'''

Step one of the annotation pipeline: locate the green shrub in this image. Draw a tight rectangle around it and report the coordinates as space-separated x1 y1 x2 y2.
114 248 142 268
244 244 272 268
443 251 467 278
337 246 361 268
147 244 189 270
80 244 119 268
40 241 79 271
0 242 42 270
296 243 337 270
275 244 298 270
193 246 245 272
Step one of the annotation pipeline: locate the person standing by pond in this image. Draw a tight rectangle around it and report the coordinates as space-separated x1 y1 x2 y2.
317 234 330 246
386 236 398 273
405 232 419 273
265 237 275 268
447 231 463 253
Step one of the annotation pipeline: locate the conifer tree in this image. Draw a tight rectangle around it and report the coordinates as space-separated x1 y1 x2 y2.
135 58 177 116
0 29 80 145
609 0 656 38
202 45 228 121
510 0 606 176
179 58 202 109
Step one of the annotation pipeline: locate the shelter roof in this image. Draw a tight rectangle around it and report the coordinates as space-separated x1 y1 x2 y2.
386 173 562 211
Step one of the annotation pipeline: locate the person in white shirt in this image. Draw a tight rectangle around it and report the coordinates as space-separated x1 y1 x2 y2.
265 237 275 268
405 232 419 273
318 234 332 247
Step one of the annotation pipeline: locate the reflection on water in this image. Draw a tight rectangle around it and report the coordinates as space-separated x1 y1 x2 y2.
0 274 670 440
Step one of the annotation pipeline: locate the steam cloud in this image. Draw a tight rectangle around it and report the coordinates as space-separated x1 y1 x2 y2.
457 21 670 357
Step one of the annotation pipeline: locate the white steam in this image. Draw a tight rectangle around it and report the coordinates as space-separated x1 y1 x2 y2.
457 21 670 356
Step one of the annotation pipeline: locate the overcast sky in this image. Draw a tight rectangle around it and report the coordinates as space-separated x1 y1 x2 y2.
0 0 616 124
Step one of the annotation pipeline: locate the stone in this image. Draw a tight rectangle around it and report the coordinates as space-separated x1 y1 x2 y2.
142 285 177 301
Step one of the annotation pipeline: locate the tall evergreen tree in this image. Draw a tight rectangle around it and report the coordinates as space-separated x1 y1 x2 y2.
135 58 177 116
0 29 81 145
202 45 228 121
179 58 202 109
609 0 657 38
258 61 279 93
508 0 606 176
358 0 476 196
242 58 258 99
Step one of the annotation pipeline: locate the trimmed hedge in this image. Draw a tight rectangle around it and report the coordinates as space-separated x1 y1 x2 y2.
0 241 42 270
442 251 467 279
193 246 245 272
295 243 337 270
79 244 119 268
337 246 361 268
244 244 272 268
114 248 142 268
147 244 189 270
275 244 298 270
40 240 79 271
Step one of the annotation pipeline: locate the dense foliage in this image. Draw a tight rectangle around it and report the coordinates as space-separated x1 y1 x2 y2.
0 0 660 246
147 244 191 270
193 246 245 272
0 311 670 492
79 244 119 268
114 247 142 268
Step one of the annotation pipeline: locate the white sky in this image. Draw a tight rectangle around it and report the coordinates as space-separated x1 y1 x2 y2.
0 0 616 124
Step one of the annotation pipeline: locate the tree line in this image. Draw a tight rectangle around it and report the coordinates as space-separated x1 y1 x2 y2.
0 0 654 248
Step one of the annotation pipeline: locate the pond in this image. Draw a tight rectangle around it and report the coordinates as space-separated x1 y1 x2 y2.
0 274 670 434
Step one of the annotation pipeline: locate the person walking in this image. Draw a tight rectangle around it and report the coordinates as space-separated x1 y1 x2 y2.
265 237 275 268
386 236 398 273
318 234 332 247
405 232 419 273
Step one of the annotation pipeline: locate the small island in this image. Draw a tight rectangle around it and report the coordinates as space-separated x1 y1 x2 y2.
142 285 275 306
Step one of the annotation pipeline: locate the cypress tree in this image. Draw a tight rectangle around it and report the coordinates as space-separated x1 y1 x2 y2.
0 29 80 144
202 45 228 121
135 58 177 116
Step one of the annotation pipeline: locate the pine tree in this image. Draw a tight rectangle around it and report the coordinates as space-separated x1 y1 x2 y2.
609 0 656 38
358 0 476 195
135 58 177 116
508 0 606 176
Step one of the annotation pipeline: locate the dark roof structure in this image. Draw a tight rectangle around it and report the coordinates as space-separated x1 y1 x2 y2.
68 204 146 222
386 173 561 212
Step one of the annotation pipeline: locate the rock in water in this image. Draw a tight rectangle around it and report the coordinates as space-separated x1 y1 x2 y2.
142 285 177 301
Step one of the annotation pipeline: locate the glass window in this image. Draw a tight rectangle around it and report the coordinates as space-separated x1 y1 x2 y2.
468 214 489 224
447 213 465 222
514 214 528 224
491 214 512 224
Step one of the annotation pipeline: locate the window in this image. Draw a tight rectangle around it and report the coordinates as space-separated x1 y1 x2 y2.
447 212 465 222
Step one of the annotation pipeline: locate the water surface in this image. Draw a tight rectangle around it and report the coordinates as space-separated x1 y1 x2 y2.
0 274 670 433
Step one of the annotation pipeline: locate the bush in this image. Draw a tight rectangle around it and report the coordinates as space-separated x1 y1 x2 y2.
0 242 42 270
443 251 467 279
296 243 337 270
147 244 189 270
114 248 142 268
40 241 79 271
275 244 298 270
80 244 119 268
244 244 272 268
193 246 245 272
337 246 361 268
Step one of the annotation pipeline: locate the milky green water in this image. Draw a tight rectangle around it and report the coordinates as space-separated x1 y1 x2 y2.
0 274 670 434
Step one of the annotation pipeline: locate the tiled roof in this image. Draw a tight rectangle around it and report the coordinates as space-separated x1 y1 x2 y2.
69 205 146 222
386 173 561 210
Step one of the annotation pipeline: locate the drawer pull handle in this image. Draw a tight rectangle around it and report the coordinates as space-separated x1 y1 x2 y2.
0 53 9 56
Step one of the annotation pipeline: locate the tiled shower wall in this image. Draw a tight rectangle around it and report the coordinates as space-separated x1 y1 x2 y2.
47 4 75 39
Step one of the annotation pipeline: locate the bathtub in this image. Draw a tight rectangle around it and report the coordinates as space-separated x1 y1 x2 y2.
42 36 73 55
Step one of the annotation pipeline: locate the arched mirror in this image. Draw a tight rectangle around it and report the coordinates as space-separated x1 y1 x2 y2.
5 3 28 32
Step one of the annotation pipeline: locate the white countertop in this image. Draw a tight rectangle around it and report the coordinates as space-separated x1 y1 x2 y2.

'''

**Given problem**. Reproduce everything from the line containing "Step one of the annotation pipeline: locate the drawer" down to the end of the records, renaming "rectangle" to "bounding box" and leaving all else unchanged.

**Written response**.
Step one of the annotation pipeline: locate the drawer pull handle in this image. Draw a tight bounding box around it and report the coordinates as space-separated x1 y1 x2 y2.
0 53 9 56
Step one of the annotation pipeline: locate the tiled shower wall in this image. Draw a tight bounding box around it and report the coordinates as space-separated x1 y1 x2 y2.
47 4 75 39
Step one of the annotation pipeline: locate the bathtub in this image. Draw a tight bounding box around it and report the coordinates as space-separated x1 y1 x2 y2.
42 36 73 55
Step one of the annotation pipeline: locate the arched mirror in this image. Draw a tight bounding box around it and report the coordinates as space-separated x1 y1 x2 y2.
5 3 28 32
Step one of the annotation pipeline: locate the white countertop in this image. Draw a tight bounding box around it and report the coordinates as space-separated x1 y1 x2 y2.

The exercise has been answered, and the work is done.